● **Activity**:
Would you repeat the entries below exactly and omit the pictures?

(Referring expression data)
┏━━

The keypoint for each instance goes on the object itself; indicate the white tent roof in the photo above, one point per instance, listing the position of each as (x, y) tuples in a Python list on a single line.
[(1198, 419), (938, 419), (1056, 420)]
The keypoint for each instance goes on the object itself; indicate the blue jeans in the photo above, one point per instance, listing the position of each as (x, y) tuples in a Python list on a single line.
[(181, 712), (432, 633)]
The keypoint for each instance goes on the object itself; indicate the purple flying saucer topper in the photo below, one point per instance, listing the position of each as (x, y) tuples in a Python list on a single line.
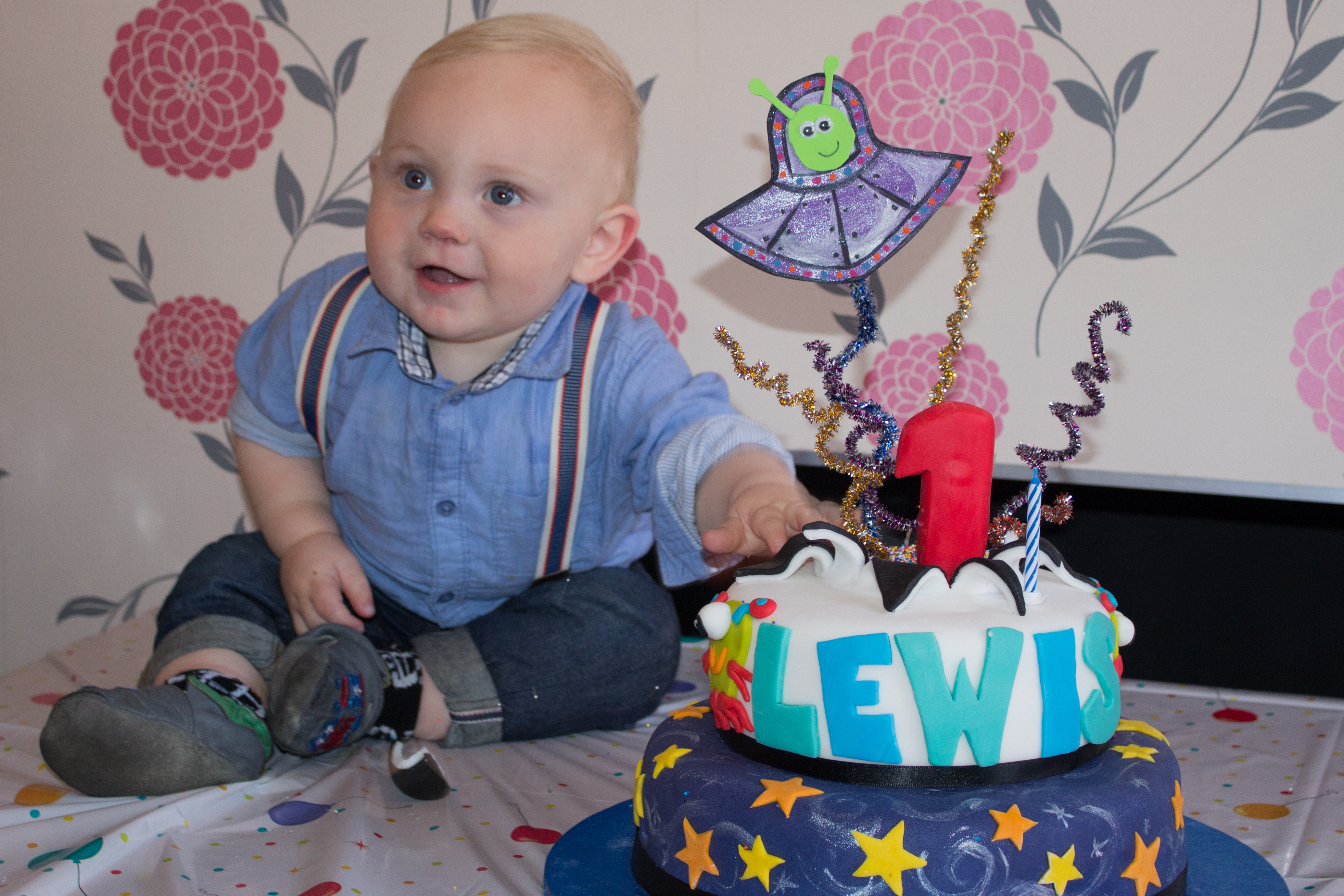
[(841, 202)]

┗━━

● **Written response**:
The keypoint for each instance goes on the object itself; indicate the white tent roof in the photo above, one point per instance, listing the position of each as (x, y) tuples in a Python list on a single line.
[(1198, 419), (938, 419), (1056, 420)]
The keypoint for each instance goes on the object itself; indicate the blue jeans in the photo above, one point per instance, listing the position of each as (x, y) tuples in a Python list on a single line.
[(181, 712), (432, 633)]
The keypoint for each instance goes on the object itself; indicate the purple flying saucer topper in the photo below, one point per instance, listing the position of each as (x, y) tuples in a Python list on a single line.
[(841, 202)]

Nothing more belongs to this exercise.